Written task
The data follows this line. Copy verbatim the line with "of the building" and each line after it to the end.

Extracted data
----
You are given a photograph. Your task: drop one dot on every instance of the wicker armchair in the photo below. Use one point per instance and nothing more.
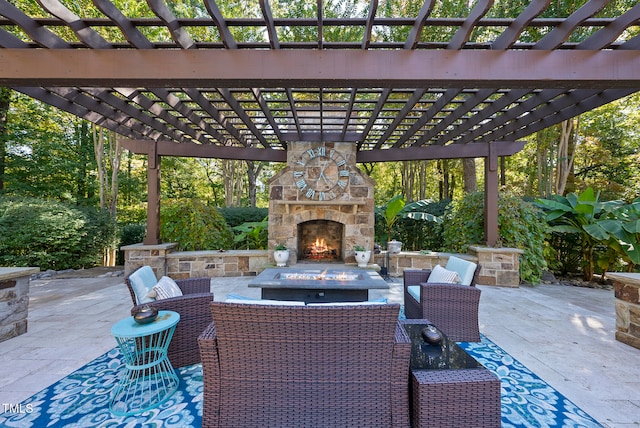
(195, 316)
(293, 366)
(453, 308)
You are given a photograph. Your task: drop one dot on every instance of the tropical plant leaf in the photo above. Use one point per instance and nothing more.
(423, 216)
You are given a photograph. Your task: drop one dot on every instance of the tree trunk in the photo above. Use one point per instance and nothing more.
(253, 171)
(98, 149)
(5, 101)
(469, 174)
(423, 180)
(233, 183)
(565, 155)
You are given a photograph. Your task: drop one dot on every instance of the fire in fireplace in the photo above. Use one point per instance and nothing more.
(319, 250)
(320, 240)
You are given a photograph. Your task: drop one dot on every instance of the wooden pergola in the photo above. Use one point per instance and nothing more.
(398, 87)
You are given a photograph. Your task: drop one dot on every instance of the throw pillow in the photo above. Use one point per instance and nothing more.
(164, 289)
(441, 275)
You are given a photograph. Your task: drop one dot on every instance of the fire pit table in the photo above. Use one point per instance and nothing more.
(318, 285)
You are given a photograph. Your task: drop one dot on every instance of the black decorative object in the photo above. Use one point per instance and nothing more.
(431, 335)
(146, 315)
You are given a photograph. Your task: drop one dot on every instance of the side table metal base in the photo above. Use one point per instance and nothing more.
(148, 379)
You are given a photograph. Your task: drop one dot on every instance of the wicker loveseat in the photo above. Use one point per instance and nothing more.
(453, 308)
(294, 366)
(193, 307)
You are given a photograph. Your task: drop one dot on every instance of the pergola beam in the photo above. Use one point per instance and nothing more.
(324, 68)
(208, 151)
(451, 151)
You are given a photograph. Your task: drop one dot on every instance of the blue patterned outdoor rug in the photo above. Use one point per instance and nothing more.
(82, 398)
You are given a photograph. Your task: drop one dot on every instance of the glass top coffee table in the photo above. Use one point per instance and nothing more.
(318, 285)
(449, 388)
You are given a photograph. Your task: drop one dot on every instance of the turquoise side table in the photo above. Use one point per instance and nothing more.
(148, 379)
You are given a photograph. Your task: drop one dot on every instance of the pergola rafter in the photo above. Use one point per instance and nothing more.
(389, 94)
(244, 87)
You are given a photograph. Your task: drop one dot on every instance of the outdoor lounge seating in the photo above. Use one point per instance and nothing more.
(305, 366)
(453, 308)
(193, 307)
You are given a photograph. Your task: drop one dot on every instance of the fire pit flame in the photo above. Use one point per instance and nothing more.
(319, 276)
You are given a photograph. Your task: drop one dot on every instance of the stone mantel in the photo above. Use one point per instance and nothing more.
(353, 204)
(627, 291)
(14, 272)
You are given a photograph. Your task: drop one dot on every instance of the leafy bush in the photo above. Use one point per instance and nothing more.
(194, 226)
(520, 225)
(235, 216)
(52, 235)
(416, 234)
(130, 234)
(252, 235)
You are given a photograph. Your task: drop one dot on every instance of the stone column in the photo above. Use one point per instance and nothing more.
(627, 292)
(14, 300)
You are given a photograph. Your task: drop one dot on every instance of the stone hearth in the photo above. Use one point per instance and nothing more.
(344, 213)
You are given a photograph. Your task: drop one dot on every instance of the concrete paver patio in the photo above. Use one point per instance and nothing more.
(563, 334)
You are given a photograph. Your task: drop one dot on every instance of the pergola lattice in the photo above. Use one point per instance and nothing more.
(254, 84)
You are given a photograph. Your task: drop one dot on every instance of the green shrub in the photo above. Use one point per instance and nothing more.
(415, 234)
(235, 216)
(52, 235)
(130, 234)
(194, 226)
(520, 225)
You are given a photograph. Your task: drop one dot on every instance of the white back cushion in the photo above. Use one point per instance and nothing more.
(164, 289)
(142, 281)
(464, 268)
(441, 275)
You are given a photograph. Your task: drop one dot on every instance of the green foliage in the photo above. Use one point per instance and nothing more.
(235, 216)
(194, 226)
(251, 235)
(416, 235)
(390, 213)
(520, 225)
(130, 234)
(612, 224)
(52, 235)
(464, 224)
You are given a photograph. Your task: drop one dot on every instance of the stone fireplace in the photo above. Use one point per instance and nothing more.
(321, 205)
(320, 240)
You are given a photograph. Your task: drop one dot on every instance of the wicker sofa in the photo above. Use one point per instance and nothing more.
(293, 366)
(193, 307)
(453, 308)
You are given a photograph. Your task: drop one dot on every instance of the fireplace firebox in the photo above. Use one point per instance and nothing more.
(320, 240)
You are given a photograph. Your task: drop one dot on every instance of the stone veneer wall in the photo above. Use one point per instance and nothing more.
(14, 301)
(194, 264)
(354, 208)
(627, 291)
(499, 266)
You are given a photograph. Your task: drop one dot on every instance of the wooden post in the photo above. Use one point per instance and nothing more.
(491, 232)
(153, 197)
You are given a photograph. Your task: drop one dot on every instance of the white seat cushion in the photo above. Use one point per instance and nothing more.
(164, 289)
(142, 281)
(441, 275)
(414, 291)
(465, 269)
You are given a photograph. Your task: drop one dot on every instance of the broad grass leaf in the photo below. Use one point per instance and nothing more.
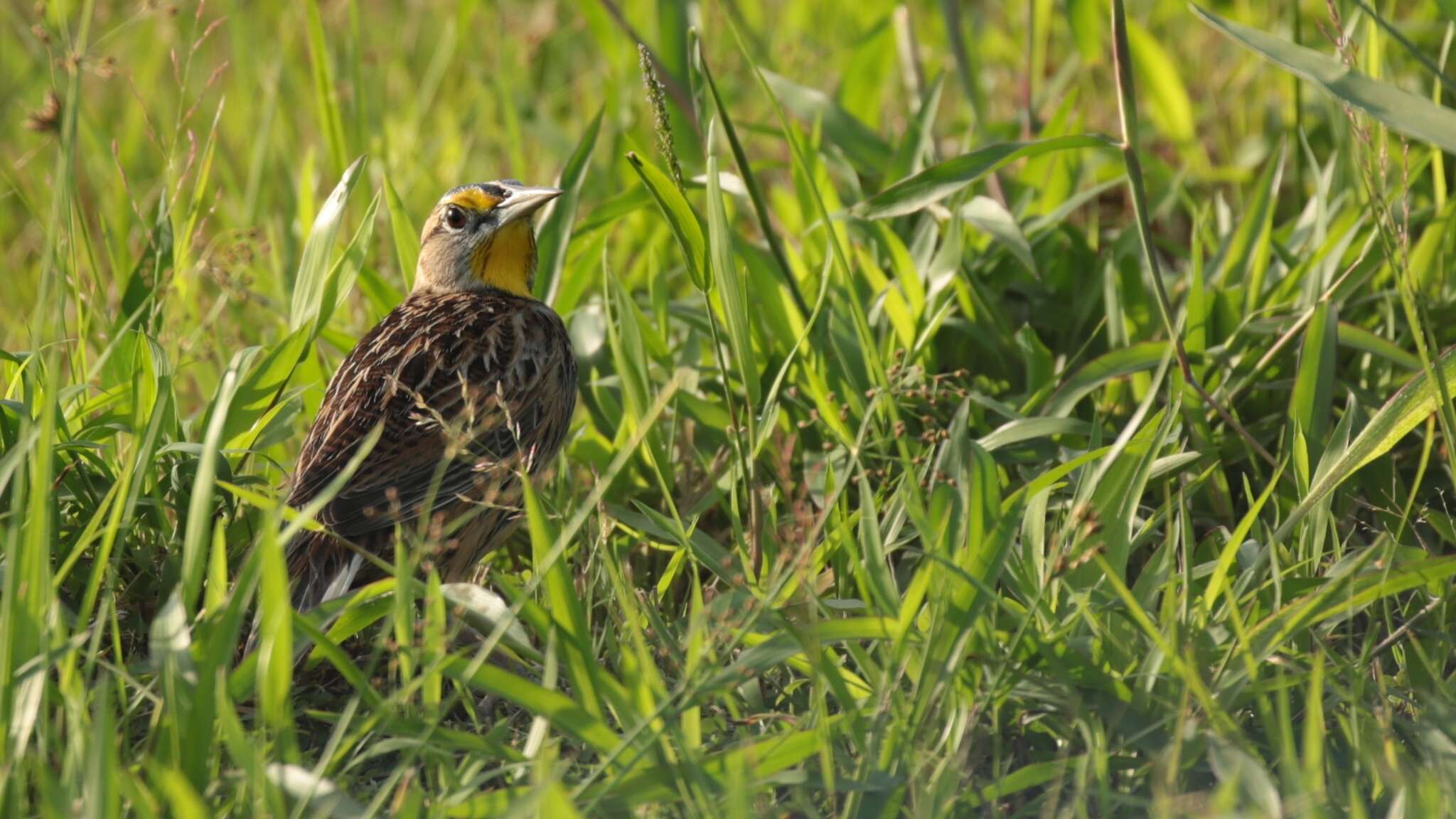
(200, 503)
(992, 218)
(939, 181)
(346, 269)
(1401, 109)
(1315, 379)
(555, 230)
(314, 267)
(761, 208)
(1158, 73)
(1231, 545)
(1118, 363)
(864, 148)
(1401, 414)
(730, 280)
(404, 233)
(1360, 338)
(680, 218)
(1032, 429)
(564, 713)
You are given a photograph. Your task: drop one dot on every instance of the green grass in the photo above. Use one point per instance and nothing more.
(1007, 414)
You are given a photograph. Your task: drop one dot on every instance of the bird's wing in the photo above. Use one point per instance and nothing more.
(468, 388)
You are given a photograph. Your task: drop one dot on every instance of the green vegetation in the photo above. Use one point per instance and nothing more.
(986, 408)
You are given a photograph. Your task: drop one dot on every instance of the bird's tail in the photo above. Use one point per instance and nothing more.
(319, 569)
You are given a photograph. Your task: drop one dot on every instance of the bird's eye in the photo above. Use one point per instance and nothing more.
(455, 218)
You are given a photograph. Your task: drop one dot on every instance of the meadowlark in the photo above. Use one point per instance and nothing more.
(473, 382)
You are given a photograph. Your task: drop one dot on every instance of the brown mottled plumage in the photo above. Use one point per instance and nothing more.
(472, 381)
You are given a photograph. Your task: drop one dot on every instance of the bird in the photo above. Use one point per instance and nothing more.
(472, 382)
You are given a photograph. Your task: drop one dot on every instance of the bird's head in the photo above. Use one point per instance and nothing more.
(481, 237)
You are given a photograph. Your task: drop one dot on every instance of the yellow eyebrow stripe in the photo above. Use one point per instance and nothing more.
(473, 198)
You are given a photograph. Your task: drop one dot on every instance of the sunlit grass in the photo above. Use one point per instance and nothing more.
(890, 491)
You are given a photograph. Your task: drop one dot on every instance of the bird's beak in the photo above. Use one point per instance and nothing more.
(523, 203)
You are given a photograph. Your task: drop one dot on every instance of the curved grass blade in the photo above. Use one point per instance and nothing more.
(939, 181)
(1401, 109)
(1406, 410)
(555, 230)
(680, 216)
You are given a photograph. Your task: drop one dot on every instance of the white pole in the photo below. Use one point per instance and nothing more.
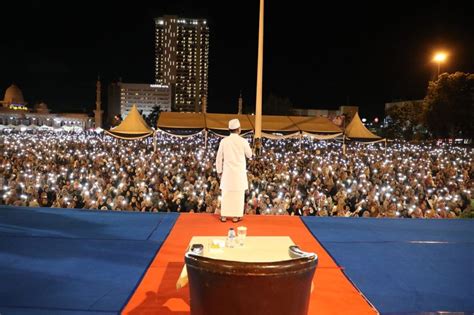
(258, 103)
(344, 144)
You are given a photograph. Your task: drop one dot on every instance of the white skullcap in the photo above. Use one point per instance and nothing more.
(234, 124)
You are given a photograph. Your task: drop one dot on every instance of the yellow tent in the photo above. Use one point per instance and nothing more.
(132, 127)
(357, 130)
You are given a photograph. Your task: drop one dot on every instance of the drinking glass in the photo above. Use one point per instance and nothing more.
(241, 234)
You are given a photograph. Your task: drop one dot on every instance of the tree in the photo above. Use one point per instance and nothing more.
(450, 105)
(152, 119)
(276, 105)
(406, 120)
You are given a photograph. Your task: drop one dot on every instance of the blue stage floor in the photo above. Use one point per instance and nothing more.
(404, 265)
(62, 261)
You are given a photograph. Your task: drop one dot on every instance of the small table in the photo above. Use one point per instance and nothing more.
(255, 249)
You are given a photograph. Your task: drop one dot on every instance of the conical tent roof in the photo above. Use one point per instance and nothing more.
(357, 130)
(132, 127)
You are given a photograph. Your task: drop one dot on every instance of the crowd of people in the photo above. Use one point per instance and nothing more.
(305, 177)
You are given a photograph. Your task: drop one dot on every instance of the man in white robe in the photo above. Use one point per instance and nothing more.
(232, 168)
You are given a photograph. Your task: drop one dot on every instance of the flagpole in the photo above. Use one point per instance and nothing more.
(258, 103)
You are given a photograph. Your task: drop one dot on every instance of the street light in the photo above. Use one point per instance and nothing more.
(439, 58)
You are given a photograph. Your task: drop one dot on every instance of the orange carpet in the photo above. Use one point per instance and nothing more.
(157, 293)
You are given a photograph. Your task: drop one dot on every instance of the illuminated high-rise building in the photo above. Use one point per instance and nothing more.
(182, 60)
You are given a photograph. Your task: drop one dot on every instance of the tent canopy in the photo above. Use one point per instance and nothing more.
(315, 124)
(357, 130)
(132, 127)
(285, 124)
(276, 123)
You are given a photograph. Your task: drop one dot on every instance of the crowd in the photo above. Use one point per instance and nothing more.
(308, 178)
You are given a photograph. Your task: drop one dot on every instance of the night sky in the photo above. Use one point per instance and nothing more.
(318, 57)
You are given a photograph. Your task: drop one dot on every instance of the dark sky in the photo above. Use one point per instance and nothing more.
(319, 56)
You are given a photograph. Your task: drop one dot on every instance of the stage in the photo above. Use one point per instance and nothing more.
(64, 261)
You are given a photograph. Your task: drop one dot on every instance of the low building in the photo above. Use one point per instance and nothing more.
(16, 114)
(122, 96)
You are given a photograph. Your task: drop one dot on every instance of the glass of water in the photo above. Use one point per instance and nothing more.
(241, 234)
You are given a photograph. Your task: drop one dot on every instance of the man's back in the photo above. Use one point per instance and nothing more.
(230, 161)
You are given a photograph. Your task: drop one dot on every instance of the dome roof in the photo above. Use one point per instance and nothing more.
(13, 95)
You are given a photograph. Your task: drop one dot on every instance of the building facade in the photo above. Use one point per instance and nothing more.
(14, 114)
(340, 116)
(182, 60)
(122, 96)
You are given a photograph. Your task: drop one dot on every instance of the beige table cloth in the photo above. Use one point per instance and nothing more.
(255, 249)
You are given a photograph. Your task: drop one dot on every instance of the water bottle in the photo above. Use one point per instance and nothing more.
(230, 242)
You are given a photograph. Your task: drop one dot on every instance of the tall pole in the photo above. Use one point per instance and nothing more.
(98, 110)
(258, 103)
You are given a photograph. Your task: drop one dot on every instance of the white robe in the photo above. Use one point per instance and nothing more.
(230, 161)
----
Solution for this exercise
You are given a photograph. Your task: drop one dot on every instance of the building facade in the photo above. Use one point per instance and nothing more.
(14, 114)
(340, 116)
(182, 60)
(122, 96)
You are given a photograph. Your task: drop one dot on every instance of the beige table cloth in the photo above. Use one point per instance and nothing more.
(255, 249)
You are given a photograph. Your task: drop one dot on every instance of the water bottle in the photo above. Use one point per instance and nothing more.
(230, 242)
You are given a photograph. Your task: drop one dot on every instance of the tall pole in the photo above. Use one point per instance and nothing more.
(98, 110)
(258, 103)
You are given a photograph. Your task: drop one dot on every instance of the white robe in the photo above. Use one point per instance and nothing more.
(230, 161)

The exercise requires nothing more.